* [Exercise directions]
Your answer should hold each line of the material that contains the word "lips".

* [Data for analysis]
==================================================

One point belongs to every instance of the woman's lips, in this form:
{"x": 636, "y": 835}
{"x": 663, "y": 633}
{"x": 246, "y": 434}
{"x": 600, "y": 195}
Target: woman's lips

==================================================

* [Worked solution]
One point belongs to every instance of the woman's lips, in this form:
Target: woman's lips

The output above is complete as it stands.